Return, from the data below, each line that contains the word "rolled".

* **Supplied data**
◆ ◆ ◆ ◆ ◆ ◆ ◆

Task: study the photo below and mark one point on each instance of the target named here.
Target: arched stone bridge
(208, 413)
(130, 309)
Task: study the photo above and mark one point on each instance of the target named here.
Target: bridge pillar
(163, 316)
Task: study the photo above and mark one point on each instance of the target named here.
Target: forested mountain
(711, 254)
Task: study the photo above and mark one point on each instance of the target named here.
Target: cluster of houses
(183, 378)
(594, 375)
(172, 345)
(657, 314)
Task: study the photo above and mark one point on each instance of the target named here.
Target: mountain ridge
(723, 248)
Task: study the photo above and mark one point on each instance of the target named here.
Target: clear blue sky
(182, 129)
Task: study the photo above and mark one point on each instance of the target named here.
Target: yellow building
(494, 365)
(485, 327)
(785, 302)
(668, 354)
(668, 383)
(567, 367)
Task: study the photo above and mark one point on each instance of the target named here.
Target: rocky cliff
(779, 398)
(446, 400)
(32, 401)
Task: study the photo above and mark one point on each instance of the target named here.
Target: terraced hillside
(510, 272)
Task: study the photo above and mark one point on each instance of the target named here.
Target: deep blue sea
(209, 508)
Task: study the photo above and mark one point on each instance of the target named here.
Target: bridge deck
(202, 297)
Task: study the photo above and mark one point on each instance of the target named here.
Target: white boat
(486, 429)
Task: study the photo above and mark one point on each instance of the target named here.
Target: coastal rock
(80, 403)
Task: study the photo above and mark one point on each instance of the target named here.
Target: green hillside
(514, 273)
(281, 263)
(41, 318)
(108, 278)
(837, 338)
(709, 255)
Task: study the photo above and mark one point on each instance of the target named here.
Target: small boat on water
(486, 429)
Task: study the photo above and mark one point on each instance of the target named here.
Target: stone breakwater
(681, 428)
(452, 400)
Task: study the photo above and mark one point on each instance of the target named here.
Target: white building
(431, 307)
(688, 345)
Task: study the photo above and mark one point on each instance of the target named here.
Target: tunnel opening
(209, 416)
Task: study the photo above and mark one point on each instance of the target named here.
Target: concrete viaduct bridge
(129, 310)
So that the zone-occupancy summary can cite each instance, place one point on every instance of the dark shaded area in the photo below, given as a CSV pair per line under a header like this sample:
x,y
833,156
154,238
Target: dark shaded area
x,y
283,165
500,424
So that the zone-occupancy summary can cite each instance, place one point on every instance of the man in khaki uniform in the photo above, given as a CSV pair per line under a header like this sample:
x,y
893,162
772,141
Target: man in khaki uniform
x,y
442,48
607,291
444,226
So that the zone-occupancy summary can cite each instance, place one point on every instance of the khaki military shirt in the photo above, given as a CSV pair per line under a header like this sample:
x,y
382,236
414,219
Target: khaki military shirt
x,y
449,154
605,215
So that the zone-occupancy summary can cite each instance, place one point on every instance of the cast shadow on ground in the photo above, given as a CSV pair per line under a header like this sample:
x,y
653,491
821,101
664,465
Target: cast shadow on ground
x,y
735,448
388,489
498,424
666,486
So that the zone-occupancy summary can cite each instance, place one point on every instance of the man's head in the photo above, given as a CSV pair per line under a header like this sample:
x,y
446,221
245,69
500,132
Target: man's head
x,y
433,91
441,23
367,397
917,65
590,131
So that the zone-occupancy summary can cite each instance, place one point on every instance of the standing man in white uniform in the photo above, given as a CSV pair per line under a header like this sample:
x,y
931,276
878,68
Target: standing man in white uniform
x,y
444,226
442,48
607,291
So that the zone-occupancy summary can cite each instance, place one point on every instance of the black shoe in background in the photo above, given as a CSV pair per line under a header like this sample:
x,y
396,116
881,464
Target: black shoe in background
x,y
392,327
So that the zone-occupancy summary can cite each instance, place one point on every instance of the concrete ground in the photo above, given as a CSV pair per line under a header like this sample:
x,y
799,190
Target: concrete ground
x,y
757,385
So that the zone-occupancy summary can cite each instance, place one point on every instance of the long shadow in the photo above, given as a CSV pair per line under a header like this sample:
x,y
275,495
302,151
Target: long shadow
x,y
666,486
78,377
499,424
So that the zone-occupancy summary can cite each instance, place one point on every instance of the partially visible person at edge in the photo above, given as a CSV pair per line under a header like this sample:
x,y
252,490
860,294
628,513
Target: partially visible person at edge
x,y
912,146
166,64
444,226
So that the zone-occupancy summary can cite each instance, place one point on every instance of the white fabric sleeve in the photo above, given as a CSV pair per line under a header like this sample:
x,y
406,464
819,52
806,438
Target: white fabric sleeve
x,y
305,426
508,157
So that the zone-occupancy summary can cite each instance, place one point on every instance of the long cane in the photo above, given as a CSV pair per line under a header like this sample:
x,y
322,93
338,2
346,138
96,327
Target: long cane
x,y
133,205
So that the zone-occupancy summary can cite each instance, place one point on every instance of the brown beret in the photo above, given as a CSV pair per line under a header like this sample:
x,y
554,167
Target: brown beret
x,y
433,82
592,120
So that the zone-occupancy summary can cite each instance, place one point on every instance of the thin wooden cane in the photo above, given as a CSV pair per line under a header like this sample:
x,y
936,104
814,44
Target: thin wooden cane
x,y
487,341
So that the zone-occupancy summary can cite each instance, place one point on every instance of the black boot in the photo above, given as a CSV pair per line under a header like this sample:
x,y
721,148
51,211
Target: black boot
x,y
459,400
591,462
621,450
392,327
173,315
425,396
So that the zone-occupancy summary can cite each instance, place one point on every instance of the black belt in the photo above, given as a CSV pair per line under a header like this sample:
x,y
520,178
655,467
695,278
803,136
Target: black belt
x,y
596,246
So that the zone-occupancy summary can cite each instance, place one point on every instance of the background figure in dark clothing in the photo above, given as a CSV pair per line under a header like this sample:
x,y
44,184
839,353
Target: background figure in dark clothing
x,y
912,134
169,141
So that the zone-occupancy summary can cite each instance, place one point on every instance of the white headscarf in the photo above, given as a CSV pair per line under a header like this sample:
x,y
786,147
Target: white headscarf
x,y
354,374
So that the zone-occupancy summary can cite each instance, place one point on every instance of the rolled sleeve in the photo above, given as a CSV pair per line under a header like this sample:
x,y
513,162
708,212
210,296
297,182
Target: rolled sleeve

◆ ◆ ◆ ◆ ◆ ◆ ◆

* **Answer section**
So that the zone-occupancy summary can cite each instance, place one point on every instance of the rolled sleeve in the photo above, given as a CSV pair per line under a header like this sample:
Target: rolled sleeve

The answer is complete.